Records of labeled points:
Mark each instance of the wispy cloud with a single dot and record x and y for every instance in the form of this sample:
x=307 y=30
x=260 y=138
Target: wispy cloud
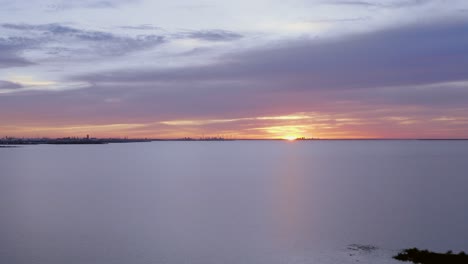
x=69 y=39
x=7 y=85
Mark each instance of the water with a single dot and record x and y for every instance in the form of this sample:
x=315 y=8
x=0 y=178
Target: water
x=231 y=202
* * *
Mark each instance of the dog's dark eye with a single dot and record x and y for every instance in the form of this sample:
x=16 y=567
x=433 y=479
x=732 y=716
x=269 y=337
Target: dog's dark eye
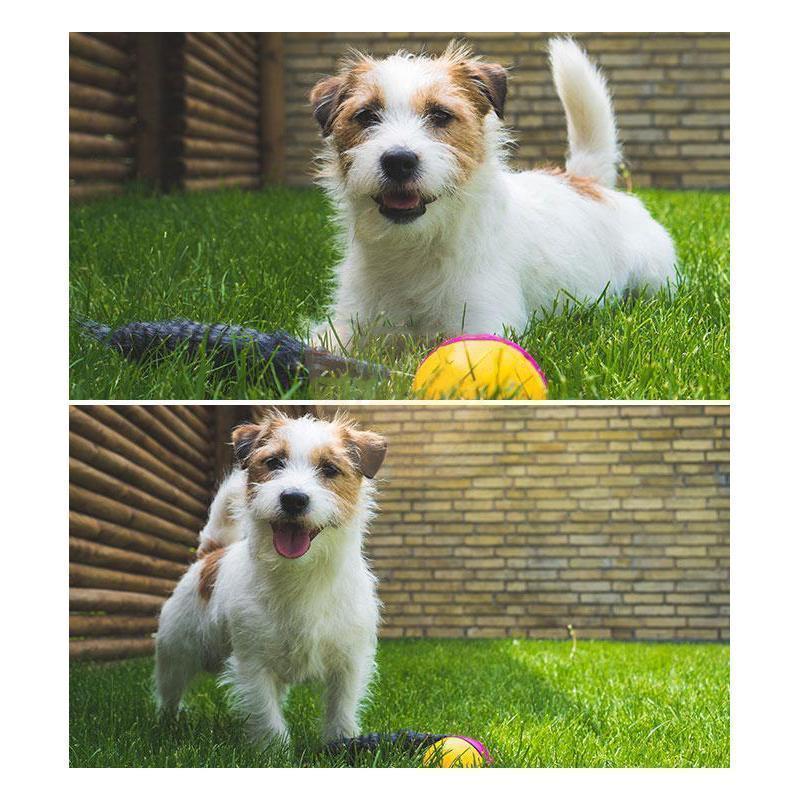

▸ **What to do**
Render the lines of the listing as a numbered list, beginning at the line that contains "Mark each instance of the wispy" and stopping after the line that contains "x=231 y=202". Skip blank lines and leave the pictures out of your answer.

▸ **Task solution**
1. Mark each instance of the wispy cloud with a single dot and record x and y for every instance in the form of this sample:
2. x=307 y=30
3. x=260 y=138
4. Target: wispy cloud
5. x=69 y=39
6. x=7 y=85
7. Mark each instance of the water with a single dot and record x and y for every instance in the form of this sample:
8. x=315 y=8
9. x=0 y=178
10. Target: water
11. x=231 y=202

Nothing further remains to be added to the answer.